▶ Task details:
Extract the entries in their exact form.

* Start Information supplied *

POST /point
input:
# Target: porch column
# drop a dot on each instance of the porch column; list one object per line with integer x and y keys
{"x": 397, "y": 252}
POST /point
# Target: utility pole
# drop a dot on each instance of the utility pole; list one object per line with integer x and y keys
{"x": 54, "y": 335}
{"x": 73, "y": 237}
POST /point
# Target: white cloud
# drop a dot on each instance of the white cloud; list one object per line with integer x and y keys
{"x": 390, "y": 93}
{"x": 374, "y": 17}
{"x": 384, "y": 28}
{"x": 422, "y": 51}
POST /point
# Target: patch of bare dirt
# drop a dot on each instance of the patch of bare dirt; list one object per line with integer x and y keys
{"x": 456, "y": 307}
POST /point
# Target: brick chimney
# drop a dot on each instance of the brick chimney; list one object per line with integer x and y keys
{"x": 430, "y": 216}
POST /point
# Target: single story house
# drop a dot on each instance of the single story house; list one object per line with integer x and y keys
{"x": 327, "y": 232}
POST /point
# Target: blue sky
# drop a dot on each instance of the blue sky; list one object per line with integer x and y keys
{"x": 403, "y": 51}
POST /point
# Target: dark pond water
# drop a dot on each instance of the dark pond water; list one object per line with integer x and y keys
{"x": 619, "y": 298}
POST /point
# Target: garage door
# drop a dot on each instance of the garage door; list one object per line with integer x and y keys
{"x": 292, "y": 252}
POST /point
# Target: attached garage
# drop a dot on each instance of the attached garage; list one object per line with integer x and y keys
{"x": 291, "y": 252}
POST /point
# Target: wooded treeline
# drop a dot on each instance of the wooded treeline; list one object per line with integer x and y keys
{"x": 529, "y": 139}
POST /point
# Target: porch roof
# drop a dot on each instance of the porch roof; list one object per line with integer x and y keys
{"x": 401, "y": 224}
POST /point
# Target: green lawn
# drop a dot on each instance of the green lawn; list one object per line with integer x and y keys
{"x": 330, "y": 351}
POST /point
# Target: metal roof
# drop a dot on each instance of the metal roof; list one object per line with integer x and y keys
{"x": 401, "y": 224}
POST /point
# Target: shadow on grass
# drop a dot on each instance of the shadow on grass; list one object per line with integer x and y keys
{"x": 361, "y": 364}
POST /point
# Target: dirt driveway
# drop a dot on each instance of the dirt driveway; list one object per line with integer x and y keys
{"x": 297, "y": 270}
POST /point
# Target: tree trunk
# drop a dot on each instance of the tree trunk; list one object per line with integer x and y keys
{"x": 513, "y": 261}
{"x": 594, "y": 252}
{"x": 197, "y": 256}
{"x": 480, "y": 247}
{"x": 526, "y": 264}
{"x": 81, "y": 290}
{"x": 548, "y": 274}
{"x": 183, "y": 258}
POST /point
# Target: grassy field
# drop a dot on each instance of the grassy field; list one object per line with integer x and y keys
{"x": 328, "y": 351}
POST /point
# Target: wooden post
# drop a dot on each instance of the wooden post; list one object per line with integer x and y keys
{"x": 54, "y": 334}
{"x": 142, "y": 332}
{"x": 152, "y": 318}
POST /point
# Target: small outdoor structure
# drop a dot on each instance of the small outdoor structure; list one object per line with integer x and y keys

* End Information supplied *

▶ Exercise answer:
POST /point
input:
# Target: porch column
# drop a dot on each instance of the porch column; list one object per line with integer x and y keys
{"x": 397, "y": 252}
POST /point
# Target: utility pole
# drop a dot on each instance of the utility pole; list one object per line with integer x and y keys
{"x": 54, "y": 335}
{"x": 73, "y": 237}
POST /point
# Target: white cloud
# drop a dot on each instance of the white cloud; list one object per line with integer x and y keys
{"x": 390, "y": 93}
{"x": 374, "y": 17}
{"x": 384, "y": 28}
{"x": 422, "y": 51}
POST /point
# Target: patch of bare dirt
# drop a dot on each instance of the patch of bare dirt; list one object per line with integer x and y keys
{"x": 456, "y": 307}
POST /point
# Target: brick chimney
# drop a dot on each instance of the brick chimney; list one object per line with integer x and y keys
{"x": 430, "y": 216}
POST /point
# Target: single story house
# drop a dot on each instance of the single story house; list one object per line with integer x and y keys
{"x": 327, "y": 232}
POST /point
# Target: blue sky
# drop a dot on each instance of the blue sky; list one object per line with integer x and y keys
{"x": 403, "y": 51}
POST /point
# Target: dark pond water
# drop a dot on each instance of the dark pond water; list one object per line with integer x and y keys
{"x": 619, "y": 298}
POST /point
# Target: garage door
# drop a dot on each instance of the garage door; list one object per line with integer x and y keys
{"x": 292, "y": 252}
POST /point
# Target: attached garage
# drop a dot on each instance of the attached garage; list one object per line with integer x and y keys
{"x": 291, "y": 252}
POST /point
# Target: wooded treeline
# drop a dot on each instance of the wooded treeline; list one object per line with integer x and y keys
{"x": 529, "y": 139}
POST /point
# Target: porch roof
# drop a dot on each instance of the porch roof; list one object per line with integer x and y keys
{"x": 401, "y": 224}
POST /point
# Target: green lawn
# drop a dot on each instance of the green lawn; list one object per line with integer x and y keys
{"x": 330, "y": 351}
POST /point
# Target: metal roof
# drop a dot on each instance of the metal roof; list one object per line with integer x and y keys
{"x": 401, "y": 224}
POST /point
# Target: shadow on grass
# drop a dot on each instance of the shadow on grass; list one object per line with integer x and y keys
{"x": 361, "y": 364}
POST /point
# Target: dirt driveway
# drop a dot on each instance of the dirt driveway; list one object per line with integer x and y keys
{"x": 297, "y": 270}
POST /point
# Target: tree trunk
# drop a dot on each instance of the tree trunk; list one object per line with integer x and y keys
{"x": 513, "y": 261}
{"x": 594, "y": 252}
{"x": 197, "y": 256}
{"x": 480, "y": 247}
{"x": 526, "y": 264}
{"x": 81, "y": 290}
{"x": 548, "y": 274}
{"x": 183, "y": 258}
POST /point
# Target: grassy field
# drop a dot on each instance of the grassy field; list one object per line with integer x and y keys
{"x": 328, "y": 351}
POST /point
# Target: wooden post
# drop a dot on each instance of the wooden post; list one object per line with integer x and y keys
{"x": 54, "y": 334}
{"x": 142, "y": 332}
{"x": 152, "y": 318}
POST /point
# Target: small outdoor structure
# drop a dot on each instance of the small outdoor structure; list one object per line with integer x and y keys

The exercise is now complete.